:: YOUR TASK ::
Please copy each of the entries below word for word, line by line.

>> Start RECORDS PROVIDED

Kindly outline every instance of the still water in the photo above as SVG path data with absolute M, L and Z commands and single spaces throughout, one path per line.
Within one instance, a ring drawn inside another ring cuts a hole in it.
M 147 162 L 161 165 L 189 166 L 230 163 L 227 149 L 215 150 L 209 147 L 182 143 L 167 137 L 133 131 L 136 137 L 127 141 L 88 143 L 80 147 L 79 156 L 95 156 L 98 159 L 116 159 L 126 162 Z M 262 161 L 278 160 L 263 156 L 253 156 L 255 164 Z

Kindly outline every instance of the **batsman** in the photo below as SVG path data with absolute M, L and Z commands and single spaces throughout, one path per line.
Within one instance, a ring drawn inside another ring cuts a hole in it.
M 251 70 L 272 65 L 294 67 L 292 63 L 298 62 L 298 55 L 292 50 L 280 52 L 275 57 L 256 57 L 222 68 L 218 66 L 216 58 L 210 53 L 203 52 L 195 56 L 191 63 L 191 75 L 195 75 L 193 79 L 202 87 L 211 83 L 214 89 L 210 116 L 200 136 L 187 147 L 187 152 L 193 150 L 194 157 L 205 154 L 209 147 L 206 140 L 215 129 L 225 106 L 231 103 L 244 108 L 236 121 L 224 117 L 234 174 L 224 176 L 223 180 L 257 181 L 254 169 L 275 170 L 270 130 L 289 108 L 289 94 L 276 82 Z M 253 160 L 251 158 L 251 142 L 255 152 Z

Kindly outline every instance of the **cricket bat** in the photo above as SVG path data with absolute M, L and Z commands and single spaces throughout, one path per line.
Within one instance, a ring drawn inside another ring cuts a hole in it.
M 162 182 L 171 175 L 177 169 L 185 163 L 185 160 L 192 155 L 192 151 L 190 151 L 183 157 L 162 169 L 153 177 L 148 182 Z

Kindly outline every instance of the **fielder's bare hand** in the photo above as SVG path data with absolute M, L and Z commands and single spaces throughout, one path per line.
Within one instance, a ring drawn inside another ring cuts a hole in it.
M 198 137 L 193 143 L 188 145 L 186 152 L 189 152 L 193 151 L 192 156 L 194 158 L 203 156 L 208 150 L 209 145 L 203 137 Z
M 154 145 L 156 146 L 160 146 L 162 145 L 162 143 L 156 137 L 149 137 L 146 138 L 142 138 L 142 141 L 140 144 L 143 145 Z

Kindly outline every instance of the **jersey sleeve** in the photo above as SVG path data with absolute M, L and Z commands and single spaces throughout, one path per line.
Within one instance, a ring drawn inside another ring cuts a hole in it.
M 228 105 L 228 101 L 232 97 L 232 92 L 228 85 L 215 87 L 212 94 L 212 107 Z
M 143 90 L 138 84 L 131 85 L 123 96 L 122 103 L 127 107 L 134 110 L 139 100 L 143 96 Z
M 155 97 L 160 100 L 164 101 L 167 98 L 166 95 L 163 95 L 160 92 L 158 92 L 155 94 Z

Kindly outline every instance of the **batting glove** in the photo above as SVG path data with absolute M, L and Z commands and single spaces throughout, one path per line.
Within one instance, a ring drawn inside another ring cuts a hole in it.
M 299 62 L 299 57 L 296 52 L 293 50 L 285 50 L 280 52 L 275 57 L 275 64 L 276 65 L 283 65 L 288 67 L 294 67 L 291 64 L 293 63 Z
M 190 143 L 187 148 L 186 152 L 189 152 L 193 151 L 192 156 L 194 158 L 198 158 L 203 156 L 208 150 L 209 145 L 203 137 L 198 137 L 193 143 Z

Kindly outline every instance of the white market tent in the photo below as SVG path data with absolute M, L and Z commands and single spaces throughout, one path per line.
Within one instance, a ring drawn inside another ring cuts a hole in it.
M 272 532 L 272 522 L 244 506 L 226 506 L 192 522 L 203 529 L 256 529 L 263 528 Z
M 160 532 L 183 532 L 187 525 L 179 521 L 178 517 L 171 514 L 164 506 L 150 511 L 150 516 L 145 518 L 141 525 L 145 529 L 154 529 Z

>> End RECORDS PROVIDED

:: PROBLEM SOLUTION ::
Kindly outline every instance of the still water in the photo above as SVG path data with absolute M, L and Z commands and single spaces throughout, one path per line.
Within one instance, a ring drawn inside another ring cuts a hole in it.
M 147 162 L 161 165 L 189 166 L 230 163 L 227 149 L 215 150 L 209 147 L 182 143 L 167 137 L 133 131 L 136 137 L 127 141 L 88 143 L 80 147 L 79 156 L 95 156 L 98 159 L 116 159 L 126 162 Z M 262 161 L 278 160 L 263 156 L 253 156 L 255 164 Z

Kindly outline every instance of the **batsman** in the photo below as SVG path data with absolute M, L and Z commands and single spaces throughout, one path per line.
Within one instance, a ring drawn inside another ring cuts a hole in it.
M 251 70 L 272 65 L 294 67 L 292 63 L 298 62 L 298 55 L 292 50 L 280 52 L 275 57 L 256 57 L 222 68 L 218 66 L 216 58 L 210 53 L 203 52 L 195 56 L 191 63 L 191 75 L 195 75 L 193 79 L 202 87 L 211 83 L 214 89 L 210 116 L 200 136 L 187 147 L 187 152 L 193 150 L 194 157 L 205 154 L 209 147 L 206 140 L 215 129 L 225 106 L 231 103 L 244 108 L 236 121 L 224 117 L 234 174 L 224 176 L 223 180 L 257 181 L 254 169 L 275 170 L 270 130 L 289 108 L 289 94 L 276 82 Z M 253 160 L 251 158 L 251 142 L 255 152 Z

Kindly outline every instance of the **cricket bat** in the photo above as SVG path data with absolute M, L and Z commands and single spaces throughout, one path per line.
Within one instance, a ring drawn inside another ring cuts a hole in it.
M 162 182 L 171 175 L 177 169 L 185 163 L 185 160 L 192 155 L 192 151 L 190 151 L 183 157 L 162 169 L 153 177 L 148 182 Z

Kindly outline every instance of the **fielder's bare hand** in the photo above as SVG path data with absolute M, L and Z commands and single spaces throughout, one path per line.
Within one instance, a ring drawn inside another ring cuts a hole in it.
M 198 137 L 193 143 L 188 145 L 186 152 L 189 152 L 193 151 L 192 156 L 194 158 L 203 156 L 208 150 L 209 145 L 203 137 Z
M 154 145 L 156 146 L 160 146 L 162 145 L 162 143 L 156 137 L 149 137 L 146 138 L 142 138 L 142 141 L 140 144 L 143 145 Z

Kindly outline every instance of the **jersey sleeve** in the photo above as SVG path data with absolute M, L and Z commands and single spaces throughout, one path per line.
Within one instance, a ring drawn inside another ring cuts a hole in it.
M 228 105 L 228 101 L 232 97 L 232 92 L 228 85 L 215 87 L 212 94 L 212 107 Z
M 143 90 L 138 84 L 131 85 L 123 96 L 122 103 L 127 107 L 134 110 L 139 100 L 143 96 Z
M 155 97 L 160 100 L 164 101 L 167 98 L 166 95 L 163 95 L 160 92 L 158 92 L 155 94 Z

Kindly outline every instance of the **batting glove** in the photo above as SVG path data with absolute M, L and Z commands and single spaces throughout, one path per line.
Within one instance, a ring drawn inside another ring cuts a hole in it.
M 299 62 L 299 57 L 296 52 L 293 50 L 285 50 L 280 52 L 275 57 L 275 64 L 276 65 L 283 65 L 288 67 L 294 67 L 291 64 L 293 63 Z
M 190 143 L 187 148 L 186 152 L 189 152 L 193 151 L 192 156 L 194 158 L 198 158 L 203 156 L 208 150 L 209 145 L 203 137 L 198 137 L 193 143 Z

Kindly outline every instance of the white market tent in the photo below as SVG path data with absolute M, L and Z commands and single spaces throughout, one path per line.
Within one instance, a ring drawn inside another ring cuts a hole in it.
M 272 532 L 272 522 L 244 506 L 226 506 L 192 522 L 203 529 L 256 529 L 263 528 Z
M 160 532 L 183 532 L 187 525 L 179 521 L 178 517 L 171 514 L 164 506 L 150 511 L 150 516 L 145 518 L 141 525 L 145 529 L 154 529 Z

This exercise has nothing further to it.